_Exercise:_
Rewrite the lines below as a numbered list, leaving out any blank lines.

··· Source information

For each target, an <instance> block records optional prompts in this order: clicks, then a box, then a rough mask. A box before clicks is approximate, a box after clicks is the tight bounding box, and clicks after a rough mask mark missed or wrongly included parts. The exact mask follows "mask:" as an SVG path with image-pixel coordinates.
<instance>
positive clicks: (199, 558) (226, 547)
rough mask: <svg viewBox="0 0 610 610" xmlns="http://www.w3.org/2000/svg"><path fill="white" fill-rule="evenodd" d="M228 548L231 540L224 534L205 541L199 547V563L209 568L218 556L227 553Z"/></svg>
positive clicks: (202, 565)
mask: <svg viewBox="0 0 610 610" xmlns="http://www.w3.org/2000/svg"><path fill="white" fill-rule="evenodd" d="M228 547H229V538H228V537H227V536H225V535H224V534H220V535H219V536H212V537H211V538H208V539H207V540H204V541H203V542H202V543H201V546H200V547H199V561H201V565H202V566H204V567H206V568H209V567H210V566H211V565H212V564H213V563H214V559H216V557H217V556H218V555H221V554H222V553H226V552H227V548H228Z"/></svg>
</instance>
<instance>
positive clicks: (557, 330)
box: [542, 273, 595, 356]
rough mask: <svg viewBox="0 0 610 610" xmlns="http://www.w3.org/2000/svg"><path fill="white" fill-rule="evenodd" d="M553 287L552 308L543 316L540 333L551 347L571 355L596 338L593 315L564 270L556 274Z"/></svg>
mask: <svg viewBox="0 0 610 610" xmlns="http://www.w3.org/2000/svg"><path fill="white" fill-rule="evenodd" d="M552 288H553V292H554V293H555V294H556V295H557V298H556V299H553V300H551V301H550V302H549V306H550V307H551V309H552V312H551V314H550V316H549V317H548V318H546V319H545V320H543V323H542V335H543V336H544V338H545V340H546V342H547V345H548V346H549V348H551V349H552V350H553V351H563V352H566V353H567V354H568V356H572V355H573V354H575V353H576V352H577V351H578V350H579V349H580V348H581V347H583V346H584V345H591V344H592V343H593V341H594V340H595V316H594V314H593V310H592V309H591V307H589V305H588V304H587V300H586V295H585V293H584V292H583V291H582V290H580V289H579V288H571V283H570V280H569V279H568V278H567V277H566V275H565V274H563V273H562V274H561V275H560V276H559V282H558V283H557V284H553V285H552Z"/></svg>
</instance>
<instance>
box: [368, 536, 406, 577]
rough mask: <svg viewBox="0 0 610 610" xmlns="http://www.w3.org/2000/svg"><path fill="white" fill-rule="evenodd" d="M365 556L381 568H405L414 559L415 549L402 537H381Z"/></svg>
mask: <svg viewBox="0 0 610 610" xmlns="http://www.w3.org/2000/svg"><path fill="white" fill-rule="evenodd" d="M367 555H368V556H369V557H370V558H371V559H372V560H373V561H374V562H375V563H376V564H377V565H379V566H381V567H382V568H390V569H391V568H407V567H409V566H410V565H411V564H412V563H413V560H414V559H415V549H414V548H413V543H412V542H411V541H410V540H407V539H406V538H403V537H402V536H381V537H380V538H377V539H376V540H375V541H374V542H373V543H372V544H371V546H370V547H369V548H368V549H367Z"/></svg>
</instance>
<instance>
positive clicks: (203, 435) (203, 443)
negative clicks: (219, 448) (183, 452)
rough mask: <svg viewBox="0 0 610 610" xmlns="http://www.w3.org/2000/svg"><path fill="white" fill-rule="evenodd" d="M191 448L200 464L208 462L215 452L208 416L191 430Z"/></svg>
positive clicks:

······

_Task solution:_
1. For each target, an <instance> block records optional prompts in this order: clicks, then a box, then a rough mask. A box before clicks is approximate, a box after clicks is the tight bounding box, and clicks after a rough mask mark missed or wrongly included parts. The exact mask follows "mask:" as an SVG path with image-pixel coordinates.
2. <instance>
3. positive clicks: (199, 558) (226, 547)
4. rough mask: <svg viewBox="0 0 610 610" xmlns="http://www.w3.org/2000/svg"><path fill="white" fill-rule="evenodd" d="M228 548L231 540L224 534L205 541L199 547V563L209 568L218 556L227 553Z"/></svg>
5. positive clicks: (202, 565)
6. mask: <svg viewBox="0 0 610 610" xmlns="http://www.w3.org/2000/svg"><path fill="white" fill-rule="evenodd" d="M228 547H229V538H228V537H227V536H225V535H224V534H220V535H219V536H212V537H211V538H208V539H207V540H204V541H203V542H202V543H201V546H200V547H199V561H201V565H202V566H204V567H206V568H209V567H210V566H211V565H212V564H213V563H214V559H216V557H217V556H218V555H221V554H222V553H226V552H227V548H228Z"/></svg>
7. </instance>
8. <instance>
9. positive clicks: (557, 330)
10. box: [542, 273, 595, 356]
11. rough mask: <svg viewBox="0 0 610 610" xmlns="http://www.w3.org/2000/svg"><path fill="white" fill-rule="evenodd" d="M553 287L552 308L543 316L540 333L551 347L571 355L596 338L593 315L564 270L556 274Z"/></svg>
12. mask: <svg viewBox="0 0 610 610" xmlns="http://www.w3.org/2000/svg"><path fill="white" fill-rule="evenodd" d="M552 288H553V292H554V293H555V294H556V295H557V298H556V299H553V300H551V301H550V302H549V306H550V307H551V309H552V312H551V314H550V316H549V317H548V318H546V319H545V320H543V323H542V335H543V336H544V338H545V340H546V342H547V345H548V346H549V348H551V349H552V350H553V351H563V352H566V353H567V354H568V356H572V355H573V354H575V353H576V352H577V351H578V350H579V349H580V348H581V347H583V346H584V345H591V344H592V343H593V341H594V340H595V316H594V314H593V310H592V309H591V307H589V305H588V304H587V300H586V295H585V293H584V292H583V291H582V290H580V289H579V288H571V283H570V280H569V279H568V278H567V277H566V275H565V274H563V273H562V274H561V275H560V276H559V282H558V283H557V284H553V285H552Z"/></svg>
13. </instance>
14. <instance>
15. box: [368, 536, 406, 577]
16. rough mask: <svg viewBox="0 0 610 610" xmlns="http://www.w3.org/2000/svg"><path fill="white" fill-rule="evenodd" d="M365 556L381 568H405L414 559L415 549L402 537H381Z"/></svg>
17. mask: <svg viewBox="0 0 610 610" xmlns="http://www.w3.org/2000/svg"><path fill="white" fill-rule="evenodd" d="M367 555H368V556H369V557H370V558H371V559H372V560H373V561H374V562H375V563H376V564H377V565H379V566H381V567H382V568H390V569H391V568H407V567H409V566H410V565H411V564H412V563H413V560H414V559H415V549H414V548H413V543H412V542H411V541H410V540H407V539H406V538H403V537H402V536H381V537H380V538H377V539H376V540H375V541H374V542H373V543H372V544H371V546H370V547H369V548H368V549H367Z"/></svg>
18. </instance>
19. <instance>
20. positive clicks: (203, 435) (203, 443)
21. negative clicks: (219, 448) (183, 452)
22. rough mask: <svg viewBox="0 0 610 610" xmlns="http://www.w3.org/2000/svg"><path fill="white" fill-rule="evenodd" d="M191 448L200 464L208 462L215 452L208 416L191 430Z"/></svg>
23. positive clicks:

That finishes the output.